=== Text passage ===
--- begin ---

Set in a small Appalachian town whose primary employer is a women’s prison, Sleeping Beauties is a wildly provocative, gloriously dramatic father-son collaboration that feels particularly urgent and relevant today.

I read that mess, laughed, and handed the book over to my wife, saying that she had to buy it.  Now, again, usually new King is an insta-buy.  And I can’t recall any other King books that were bought so explicitly for a hate-read as this one was.  But… I’m not wrong, right?  That description sounds absolutely terrible.  From the weird “future so near and real” (the book is not set in the future, at all) to the deeply odd “urgent and relevant” (how?) bit at the end, it’s a cavalcade of bad.  It makes the book sound awful.

Having read all 700 pages in the last… week?  or so, and having stayed up way late last night to finish it, I can confirm: it’s not nearly that bad.  It’s one of those books that’s better while you’re reading it and not so much the day afterward when you’re thinking about it, though.  And I’m pretty sure, despite what Stephen and Owen have said in interviews, that Owen wrote most of the book.  The plotting is pure Stephen King, but on a sentence-to-sentence, page-by-page basis, most of the prose doesn’t sound like him to me.  Part of me wants to feed the book into a computer and go all Documentary Hypothesis on it, to be honest; I think it’d be fun.

So, yeah, the book: that description’s not far off in a literal sense, it’s just way crappier.  All the women in the world suddenly start spinning cocoons around themselves when they fall asleep, because Reasons, and there’s this woman named Evie (not “Eve,” which would have been way less subtle) who doesn’t web up and seems to be psychic because Reasons, and they get really violent if you remove the webbing because Reasons, and eventually (spoiler!!) the women all come back because Reasons.

A careful reader will have discerned my issue with the book already.  Unlike, say, The Stand, which is my favorite King book, what happens to the world’s women in this story is presented as purely supernatural, with no scientific explanation of any kind at all.  And while most of King’s work does have at least supernatural underpinnings to it, even Under the Dome did a better job of providing reasons why the Bad Shit was happening and not a bunch of handwaving.  This book is composed of 100% dura-grade premium Handwavium, and nothing in the basic premise happens for a reason. Once the scenario is up and running, okay, characters tend to respond in reasonable and understandable ways.  But the setup itself?

--- end ---

=== Aim ===
In the review of Sleeping Beauties, repeat word for word the part from "Having read all" up to and including "it’d be fun.". The records that come next are separate material and have no connection to the review of Sleeping Beauties.

=== Dataset extract ===
--- begin ---

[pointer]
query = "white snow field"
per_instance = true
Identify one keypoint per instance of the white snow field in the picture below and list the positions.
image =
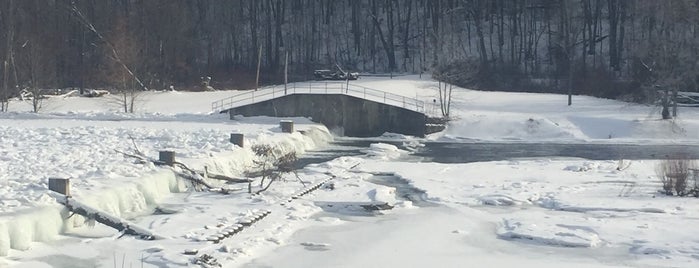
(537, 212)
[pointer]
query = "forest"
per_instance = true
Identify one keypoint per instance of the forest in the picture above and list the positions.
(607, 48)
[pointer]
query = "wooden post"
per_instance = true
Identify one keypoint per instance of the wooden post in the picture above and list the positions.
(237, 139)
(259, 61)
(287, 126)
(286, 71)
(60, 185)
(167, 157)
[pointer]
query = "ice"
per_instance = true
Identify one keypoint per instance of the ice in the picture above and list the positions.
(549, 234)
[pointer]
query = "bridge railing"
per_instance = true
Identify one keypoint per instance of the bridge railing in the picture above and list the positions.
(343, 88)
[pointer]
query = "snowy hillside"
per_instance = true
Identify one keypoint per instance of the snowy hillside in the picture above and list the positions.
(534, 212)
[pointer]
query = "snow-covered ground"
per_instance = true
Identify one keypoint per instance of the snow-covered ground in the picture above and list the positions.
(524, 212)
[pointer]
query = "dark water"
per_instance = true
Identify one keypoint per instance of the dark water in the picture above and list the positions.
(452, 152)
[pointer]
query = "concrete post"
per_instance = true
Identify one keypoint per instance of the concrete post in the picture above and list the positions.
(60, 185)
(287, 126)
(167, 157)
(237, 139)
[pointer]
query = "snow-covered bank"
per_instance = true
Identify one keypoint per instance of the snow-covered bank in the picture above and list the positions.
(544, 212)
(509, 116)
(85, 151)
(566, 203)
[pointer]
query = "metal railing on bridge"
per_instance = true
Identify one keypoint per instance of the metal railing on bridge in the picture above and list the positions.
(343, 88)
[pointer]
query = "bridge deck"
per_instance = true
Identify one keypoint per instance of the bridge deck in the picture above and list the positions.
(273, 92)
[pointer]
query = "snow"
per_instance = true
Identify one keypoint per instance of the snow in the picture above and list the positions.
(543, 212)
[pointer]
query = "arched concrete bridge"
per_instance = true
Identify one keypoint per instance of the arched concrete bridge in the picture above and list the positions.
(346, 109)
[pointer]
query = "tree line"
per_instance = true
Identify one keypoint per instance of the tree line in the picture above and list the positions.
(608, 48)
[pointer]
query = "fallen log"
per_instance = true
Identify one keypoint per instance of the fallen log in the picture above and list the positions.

--- end ---

=== Full solution ===
Having read all 700 pages in the last… week?  or so, and having stayed up way late last night to finish it, I can confirm: it’s not nearly that bad.  It’s one of those books that’s better while you’re reading it and not so much the day afterward when you’re thinking about it, though.  And I’m pretty sure, despite what Stephen and Owen have said in interviews, that Owen wrote most of the book.  The plotting is pure Stephen King, but on a sentence-to-sentence, page-by-page basis, most of the prose doesn’t sound like him to me.  Part of me wants to feed the book into a computer and go all Documentary Hypothesis on it, to be honest; I think it’d be fun.